*** DATA ROWS ***
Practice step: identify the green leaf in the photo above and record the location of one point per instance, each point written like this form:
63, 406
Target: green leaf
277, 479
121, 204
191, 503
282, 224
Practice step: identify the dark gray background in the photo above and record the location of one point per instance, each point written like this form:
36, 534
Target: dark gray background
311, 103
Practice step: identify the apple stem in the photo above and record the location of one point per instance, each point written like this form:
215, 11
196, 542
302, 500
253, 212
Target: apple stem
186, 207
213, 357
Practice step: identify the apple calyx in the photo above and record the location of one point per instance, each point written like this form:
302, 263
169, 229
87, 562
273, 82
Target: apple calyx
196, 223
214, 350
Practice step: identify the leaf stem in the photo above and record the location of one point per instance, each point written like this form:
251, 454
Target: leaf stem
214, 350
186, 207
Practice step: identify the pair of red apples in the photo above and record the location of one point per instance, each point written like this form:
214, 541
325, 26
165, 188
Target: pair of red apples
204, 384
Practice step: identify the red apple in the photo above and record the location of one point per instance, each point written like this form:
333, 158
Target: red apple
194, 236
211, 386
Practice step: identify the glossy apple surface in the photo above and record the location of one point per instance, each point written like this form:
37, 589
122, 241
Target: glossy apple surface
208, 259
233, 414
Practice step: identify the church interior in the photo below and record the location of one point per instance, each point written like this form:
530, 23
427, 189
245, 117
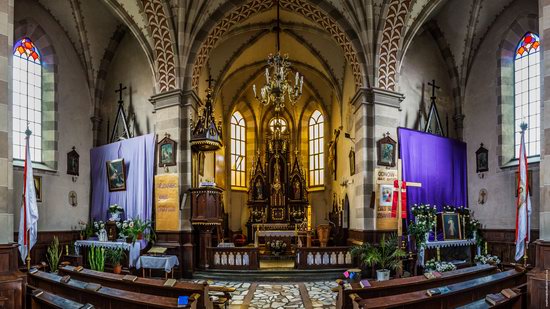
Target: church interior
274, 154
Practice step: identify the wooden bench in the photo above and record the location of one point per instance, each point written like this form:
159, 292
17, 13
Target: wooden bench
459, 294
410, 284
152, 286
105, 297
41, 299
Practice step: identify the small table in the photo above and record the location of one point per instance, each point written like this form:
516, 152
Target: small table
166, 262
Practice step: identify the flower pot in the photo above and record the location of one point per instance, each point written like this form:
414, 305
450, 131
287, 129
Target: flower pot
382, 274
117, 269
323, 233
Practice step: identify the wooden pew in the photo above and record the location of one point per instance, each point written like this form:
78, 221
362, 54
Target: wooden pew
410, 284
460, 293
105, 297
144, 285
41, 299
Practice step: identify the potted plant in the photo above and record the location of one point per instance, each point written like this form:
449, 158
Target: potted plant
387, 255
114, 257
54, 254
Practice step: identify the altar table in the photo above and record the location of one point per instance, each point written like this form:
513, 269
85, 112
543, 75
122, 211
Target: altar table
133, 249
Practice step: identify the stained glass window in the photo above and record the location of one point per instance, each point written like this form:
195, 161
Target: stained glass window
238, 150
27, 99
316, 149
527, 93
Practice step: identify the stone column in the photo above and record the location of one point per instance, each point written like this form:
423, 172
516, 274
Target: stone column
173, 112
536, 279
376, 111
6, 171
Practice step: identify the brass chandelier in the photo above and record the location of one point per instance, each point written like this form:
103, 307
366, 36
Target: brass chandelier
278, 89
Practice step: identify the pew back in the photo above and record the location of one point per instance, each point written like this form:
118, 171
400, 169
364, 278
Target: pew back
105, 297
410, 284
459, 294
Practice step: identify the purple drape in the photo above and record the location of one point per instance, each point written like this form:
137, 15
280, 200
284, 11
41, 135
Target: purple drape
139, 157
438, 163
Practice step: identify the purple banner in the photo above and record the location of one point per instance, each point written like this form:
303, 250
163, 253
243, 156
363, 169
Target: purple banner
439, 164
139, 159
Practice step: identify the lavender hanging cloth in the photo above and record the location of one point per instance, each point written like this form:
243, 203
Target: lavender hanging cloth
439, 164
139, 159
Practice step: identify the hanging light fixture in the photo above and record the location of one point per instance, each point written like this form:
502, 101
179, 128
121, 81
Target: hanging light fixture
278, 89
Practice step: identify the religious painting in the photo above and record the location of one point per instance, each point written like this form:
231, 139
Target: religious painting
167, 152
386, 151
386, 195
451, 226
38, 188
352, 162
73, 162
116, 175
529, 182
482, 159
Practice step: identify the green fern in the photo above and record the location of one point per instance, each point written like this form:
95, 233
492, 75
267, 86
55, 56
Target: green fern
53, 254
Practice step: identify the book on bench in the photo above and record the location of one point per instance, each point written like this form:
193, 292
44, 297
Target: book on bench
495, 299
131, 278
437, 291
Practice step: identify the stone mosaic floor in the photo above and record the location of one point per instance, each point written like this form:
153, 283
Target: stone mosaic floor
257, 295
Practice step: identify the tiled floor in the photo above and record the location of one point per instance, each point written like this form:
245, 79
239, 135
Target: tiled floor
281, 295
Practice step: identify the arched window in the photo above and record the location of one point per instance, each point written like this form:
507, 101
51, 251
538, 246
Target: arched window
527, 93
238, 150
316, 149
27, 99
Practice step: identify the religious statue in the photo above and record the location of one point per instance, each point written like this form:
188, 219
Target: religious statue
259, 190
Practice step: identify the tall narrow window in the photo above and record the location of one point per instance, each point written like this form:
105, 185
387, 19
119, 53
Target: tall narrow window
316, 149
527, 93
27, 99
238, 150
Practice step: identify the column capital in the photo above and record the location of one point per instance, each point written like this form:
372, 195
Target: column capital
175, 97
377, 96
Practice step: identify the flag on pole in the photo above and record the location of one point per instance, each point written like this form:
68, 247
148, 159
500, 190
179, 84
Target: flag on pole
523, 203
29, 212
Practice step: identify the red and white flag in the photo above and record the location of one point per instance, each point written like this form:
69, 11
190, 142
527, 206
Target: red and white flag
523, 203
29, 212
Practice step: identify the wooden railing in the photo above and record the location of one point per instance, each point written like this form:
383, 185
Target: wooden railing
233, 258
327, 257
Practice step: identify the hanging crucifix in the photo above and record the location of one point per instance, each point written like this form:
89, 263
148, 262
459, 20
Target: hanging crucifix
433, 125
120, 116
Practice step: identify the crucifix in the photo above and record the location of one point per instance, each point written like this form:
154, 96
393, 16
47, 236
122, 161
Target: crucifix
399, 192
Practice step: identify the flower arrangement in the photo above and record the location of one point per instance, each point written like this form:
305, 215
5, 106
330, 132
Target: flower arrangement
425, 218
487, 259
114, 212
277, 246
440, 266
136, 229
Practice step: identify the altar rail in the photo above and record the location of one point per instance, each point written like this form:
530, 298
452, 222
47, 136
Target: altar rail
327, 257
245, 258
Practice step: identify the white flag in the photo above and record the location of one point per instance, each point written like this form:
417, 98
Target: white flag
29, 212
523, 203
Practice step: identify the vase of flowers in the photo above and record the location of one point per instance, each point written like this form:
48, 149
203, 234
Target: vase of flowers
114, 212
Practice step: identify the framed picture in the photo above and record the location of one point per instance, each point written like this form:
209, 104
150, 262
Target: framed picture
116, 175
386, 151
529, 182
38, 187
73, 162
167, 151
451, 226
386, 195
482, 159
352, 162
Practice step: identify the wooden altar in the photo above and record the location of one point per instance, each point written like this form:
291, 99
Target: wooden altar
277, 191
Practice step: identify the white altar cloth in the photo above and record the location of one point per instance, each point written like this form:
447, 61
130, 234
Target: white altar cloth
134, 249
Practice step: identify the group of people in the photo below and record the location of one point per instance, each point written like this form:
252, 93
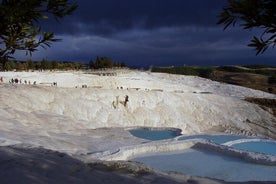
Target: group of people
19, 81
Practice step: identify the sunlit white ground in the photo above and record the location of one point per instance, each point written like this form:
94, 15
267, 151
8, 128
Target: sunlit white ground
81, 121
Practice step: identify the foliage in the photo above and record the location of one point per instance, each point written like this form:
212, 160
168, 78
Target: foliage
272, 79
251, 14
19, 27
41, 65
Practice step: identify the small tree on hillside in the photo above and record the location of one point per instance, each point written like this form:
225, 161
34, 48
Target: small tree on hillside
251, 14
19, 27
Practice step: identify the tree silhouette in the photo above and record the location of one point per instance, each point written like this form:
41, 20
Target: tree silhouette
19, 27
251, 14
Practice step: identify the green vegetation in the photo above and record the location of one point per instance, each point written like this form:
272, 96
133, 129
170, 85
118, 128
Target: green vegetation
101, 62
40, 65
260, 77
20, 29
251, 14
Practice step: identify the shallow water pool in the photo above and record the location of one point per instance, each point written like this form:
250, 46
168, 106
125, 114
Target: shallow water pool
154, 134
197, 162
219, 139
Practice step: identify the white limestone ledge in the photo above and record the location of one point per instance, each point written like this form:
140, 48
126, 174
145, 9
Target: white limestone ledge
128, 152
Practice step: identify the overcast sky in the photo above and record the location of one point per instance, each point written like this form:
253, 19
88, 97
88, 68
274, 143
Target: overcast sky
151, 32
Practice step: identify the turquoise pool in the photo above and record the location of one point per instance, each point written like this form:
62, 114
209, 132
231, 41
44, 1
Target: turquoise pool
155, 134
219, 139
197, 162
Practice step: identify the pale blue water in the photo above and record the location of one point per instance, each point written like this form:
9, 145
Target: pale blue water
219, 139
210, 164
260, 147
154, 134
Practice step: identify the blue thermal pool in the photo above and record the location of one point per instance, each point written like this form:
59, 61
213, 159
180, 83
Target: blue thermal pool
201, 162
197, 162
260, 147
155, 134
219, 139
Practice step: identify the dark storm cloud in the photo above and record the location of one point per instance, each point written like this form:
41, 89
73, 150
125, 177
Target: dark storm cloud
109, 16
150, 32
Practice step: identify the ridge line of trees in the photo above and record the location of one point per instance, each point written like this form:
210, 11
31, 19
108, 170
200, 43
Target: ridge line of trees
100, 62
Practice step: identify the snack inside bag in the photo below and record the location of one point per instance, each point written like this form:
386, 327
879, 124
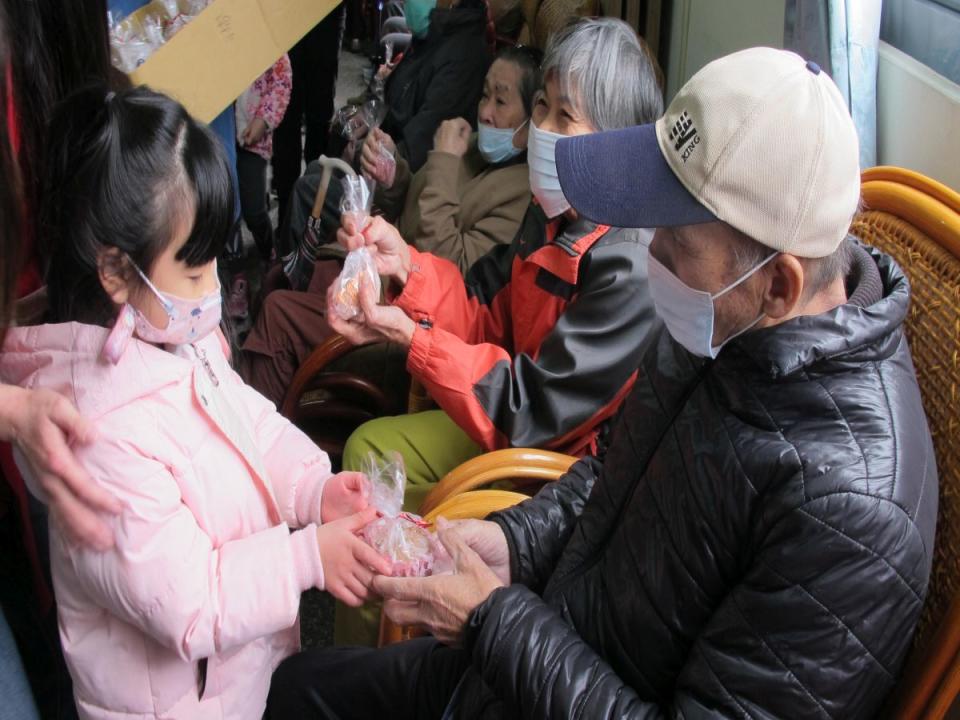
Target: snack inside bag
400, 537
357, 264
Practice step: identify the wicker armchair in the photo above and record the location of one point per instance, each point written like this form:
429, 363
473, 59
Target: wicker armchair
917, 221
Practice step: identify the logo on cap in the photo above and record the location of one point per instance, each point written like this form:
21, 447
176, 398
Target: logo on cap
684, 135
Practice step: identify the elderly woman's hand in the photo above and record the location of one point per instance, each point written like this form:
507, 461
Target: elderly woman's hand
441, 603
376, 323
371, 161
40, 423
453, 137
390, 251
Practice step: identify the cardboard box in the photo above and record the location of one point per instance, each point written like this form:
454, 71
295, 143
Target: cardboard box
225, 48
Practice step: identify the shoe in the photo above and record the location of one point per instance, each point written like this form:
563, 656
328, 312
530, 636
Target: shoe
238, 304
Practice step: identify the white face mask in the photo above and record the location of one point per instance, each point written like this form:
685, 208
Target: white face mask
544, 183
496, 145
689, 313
***
*** DATA ROWS ***
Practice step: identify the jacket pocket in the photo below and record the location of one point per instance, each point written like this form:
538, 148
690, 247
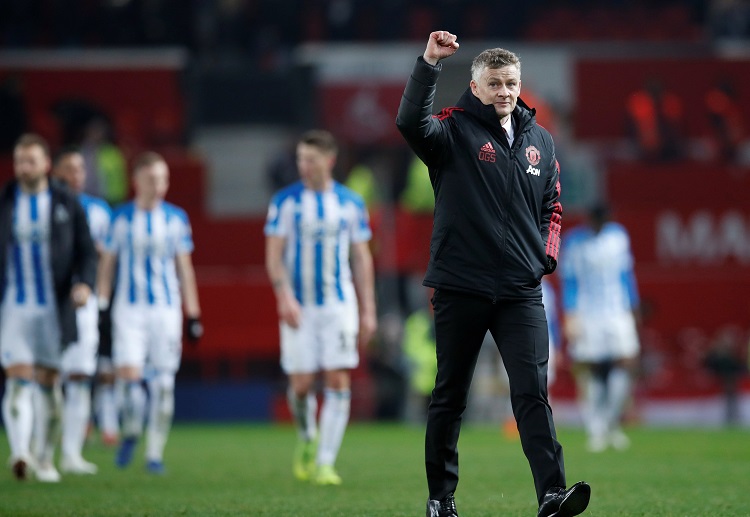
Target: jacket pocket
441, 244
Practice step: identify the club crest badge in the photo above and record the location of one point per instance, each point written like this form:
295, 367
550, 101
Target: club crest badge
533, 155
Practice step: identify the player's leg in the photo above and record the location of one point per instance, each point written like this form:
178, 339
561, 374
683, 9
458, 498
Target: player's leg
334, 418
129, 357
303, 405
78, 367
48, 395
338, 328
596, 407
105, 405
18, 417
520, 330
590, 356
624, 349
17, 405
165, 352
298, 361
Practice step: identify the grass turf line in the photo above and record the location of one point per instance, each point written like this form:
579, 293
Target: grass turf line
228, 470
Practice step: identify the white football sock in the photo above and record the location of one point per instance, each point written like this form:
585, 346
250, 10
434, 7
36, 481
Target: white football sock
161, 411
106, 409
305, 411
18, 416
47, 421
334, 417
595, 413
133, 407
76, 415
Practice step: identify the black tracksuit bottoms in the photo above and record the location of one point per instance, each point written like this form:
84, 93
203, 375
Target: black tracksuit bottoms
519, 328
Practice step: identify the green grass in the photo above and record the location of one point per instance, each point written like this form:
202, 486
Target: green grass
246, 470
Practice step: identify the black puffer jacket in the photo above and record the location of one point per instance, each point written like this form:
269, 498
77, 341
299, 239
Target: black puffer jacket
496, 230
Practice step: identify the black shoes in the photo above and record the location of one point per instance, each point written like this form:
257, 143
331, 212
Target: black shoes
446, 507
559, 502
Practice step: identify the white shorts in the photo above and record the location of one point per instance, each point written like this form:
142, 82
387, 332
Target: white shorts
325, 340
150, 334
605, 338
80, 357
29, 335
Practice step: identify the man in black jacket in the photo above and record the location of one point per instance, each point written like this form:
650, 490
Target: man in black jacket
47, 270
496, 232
***
*** DATA ROWS ***
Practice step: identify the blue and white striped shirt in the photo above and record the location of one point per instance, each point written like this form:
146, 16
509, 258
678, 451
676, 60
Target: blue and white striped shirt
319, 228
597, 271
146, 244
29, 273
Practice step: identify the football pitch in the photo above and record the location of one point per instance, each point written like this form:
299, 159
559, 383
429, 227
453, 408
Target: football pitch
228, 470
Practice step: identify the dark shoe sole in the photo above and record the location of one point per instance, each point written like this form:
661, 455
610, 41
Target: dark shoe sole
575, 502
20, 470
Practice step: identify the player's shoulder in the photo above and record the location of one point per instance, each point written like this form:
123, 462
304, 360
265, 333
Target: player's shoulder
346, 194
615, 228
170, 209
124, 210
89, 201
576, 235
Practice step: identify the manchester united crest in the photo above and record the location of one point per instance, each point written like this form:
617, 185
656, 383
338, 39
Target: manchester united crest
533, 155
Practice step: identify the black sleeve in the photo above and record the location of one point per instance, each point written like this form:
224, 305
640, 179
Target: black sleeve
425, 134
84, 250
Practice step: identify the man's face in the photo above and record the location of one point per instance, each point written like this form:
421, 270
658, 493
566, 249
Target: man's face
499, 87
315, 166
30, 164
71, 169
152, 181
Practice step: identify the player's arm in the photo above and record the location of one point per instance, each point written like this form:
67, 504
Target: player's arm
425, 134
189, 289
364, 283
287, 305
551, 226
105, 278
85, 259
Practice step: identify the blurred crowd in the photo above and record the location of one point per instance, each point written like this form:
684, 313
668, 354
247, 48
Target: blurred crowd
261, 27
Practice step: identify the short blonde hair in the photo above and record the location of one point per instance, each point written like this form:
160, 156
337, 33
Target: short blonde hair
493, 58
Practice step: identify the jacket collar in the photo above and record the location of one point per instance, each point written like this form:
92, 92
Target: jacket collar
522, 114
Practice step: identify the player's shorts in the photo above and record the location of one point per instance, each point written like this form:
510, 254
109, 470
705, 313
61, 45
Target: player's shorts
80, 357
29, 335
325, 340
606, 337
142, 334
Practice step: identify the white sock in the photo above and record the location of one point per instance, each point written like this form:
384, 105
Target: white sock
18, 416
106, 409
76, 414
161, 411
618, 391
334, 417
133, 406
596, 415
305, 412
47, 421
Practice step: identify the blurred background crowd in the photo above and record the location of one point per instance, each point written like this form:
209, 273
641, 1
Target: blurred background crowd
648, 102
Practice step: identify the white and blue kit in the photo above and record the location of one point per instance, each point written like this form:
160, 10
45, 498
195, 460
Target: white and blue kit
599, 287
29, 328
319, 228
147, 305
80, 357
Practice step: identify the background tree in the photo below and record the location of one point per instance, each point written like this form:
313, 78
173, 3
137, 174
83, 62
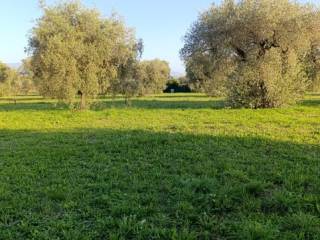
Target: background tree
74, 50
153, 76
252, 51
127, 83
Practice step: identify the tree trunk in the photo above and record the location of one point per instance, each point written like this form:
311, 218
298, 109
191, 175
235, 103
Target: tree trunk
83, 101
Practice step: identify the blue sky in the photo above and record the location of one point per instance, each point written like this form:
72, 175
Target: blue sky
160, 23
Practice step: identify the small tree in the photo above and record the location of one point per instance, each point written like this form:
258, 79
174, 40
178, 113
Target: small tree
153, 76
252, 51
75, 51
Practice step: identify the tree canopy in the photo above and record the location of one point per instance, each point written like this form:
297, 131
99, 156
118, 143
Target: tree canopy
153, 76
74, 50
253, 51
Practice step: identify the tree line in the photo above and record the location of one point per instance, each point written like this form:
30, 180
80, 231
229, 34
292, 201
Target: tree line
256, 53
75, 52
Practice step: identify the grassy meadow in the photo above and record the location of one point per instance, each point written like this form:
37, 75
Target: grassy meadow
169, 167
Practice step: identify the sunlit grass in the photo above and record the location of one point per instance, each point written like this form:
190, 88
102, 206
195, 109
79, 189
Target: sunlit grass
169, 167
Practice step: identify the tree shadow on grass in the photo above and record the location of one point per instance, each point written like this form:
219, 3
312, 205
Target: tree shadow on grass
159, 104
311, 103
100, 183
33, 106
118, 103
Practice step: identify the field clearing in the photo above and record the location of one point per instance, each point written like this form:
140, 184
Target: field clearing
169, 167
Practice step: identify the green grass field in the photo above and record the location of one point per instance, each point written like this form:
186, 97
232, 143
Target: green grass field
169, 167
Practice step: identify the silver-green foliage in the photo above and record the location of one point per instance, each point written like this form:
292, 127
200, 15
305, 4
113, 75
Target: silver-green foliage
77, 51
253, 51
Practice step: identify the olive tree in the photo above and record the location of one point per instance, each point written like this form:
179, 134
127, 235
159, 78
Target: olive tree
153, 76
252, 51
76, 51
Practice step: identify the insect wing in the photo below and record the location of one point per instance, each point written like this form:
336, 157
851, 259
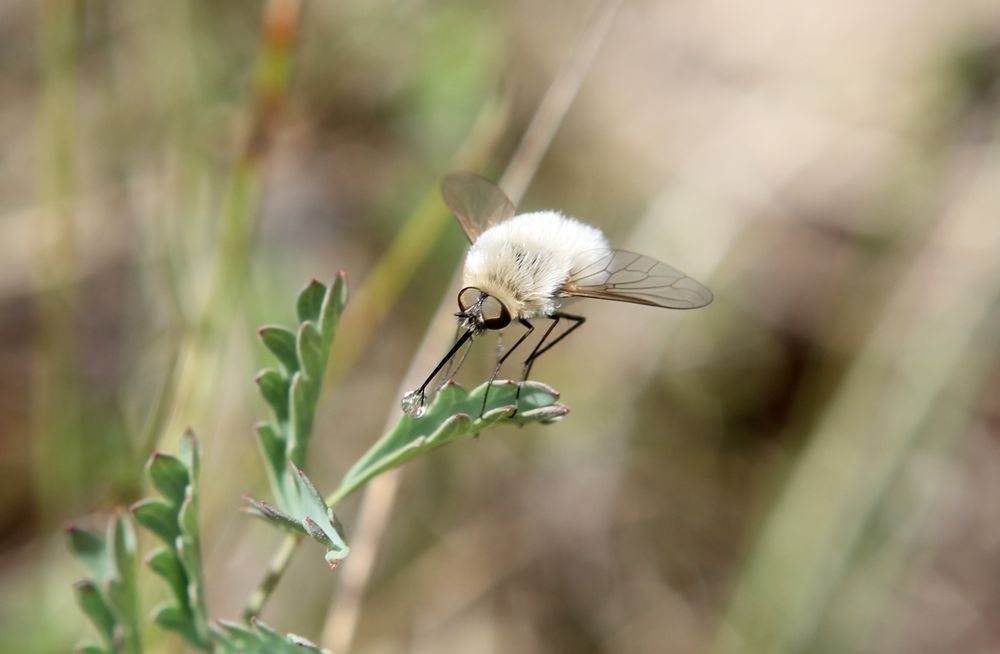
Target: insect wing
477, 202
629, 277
***
◆ EXERCISE BRIEF ◆
Extract every line in the records that contains the string "railing". Case counts.

◆ WRITTEN RESPONSE ◆
Practice step: identify the wooden railing in the photo above and record the location of one point per instance, each point written like this form:
Target: wooden railing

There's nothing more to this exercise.